TASK DESCRIPTION:
The lines needed are those from the start of the records through the line holding "target | green sack", each copied exactly.

(Saved entries)
++++++++++

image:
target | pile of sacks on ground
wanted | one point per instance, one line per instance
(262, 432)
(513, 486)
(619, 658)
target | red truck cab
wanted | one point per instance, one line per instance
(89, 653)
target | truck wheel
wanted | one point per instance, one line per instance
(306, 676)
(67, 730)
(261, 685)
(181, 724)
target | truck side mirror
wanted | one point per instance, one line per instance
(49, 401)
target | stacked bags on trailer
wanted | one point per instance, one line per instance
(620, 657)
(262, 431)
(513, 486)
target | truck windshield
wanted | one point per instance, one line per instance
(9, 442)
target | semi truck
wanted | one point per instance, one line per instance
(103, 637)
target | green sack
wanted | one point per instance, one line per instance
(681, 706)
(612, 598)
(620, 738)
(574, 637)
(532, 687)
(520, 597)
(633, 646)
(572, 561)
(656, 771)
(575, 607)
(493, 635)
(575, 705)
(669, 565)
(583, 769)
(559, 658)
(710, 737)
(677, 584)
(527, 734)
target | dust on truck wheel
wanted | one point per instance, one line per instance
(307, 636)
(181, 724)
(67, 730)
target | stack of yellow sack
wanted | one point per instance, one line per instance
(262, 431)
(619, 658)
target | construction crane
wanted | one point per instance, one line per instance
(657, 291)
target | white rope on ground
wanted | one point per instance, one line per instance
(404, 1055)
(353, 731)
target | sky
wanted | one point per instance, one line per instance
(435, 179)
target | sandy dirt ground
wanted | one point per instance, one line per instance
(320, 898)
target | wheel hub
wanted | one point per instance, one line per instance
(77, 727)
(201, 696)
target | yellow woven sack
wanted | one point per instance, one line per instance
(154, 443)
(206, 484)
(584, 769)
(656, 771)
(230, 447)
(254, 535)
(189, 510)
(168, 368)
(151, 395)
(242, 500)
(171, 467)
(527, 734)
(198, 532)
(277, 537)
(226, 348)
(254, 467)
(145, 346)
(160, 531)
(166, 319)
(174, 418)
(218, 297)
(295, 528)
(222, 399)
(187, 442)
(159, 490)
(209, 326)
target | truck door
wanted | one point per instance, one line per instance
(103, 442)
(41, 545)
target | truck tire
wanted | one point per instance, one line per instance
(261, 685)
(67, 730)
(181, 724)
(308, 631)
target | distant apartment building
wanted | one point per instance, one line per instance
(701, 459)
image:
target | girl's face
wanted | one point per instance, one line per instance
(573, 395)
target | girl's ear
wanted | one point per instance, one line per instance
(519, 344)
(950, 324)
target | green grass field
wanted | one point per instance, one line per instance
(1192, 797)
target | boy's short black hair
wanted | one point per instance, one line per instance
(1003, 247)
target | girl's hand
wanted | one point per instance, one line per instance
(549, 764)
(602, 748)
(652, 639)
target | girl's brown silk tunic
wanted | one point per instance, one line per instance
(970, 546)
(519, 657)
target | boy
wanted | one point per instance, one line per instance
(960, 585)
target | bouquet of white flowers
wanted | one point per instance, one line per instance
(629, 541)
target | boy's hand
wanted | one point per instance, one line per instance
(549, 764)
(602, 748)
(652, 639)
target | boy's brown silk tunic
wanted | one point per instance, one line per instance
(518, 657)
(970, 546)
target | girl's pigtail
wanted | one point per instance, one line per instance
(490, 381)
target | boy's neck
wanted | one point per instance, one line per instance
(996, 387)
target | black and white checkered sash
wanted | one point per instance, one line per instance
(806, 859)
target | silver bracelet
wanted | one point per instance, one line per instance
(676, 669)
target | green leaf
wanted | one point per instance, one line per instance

++++++++++

EXERCISE RESULT:
image:
target | pile of sacks on ground
wanted | one point per instance, one line per instance
(262, 432)
(513, 486)
(619, 658)
target | red truck cab
wanted | one point per instance, one line per instance
(89, 653)
target | truck wheel
wanted | one point per instance, one line per instance
(306, 676)
(67, 730)
(261, 685)
(181, 724)
target | truck side mirror
wanted | one point per instance, one line per instance
(49, 401)
target | stacked bags on trailer
wanted | one point per instance, one line per instance
(620, 657)
(262, 431)
(513, 486)
target | truck windshield
wanted | one point per instance, one line per instance
(9, 442)
target | semi truck
wanted | one point per instance, one line per instance
(103, 637)
target | green sack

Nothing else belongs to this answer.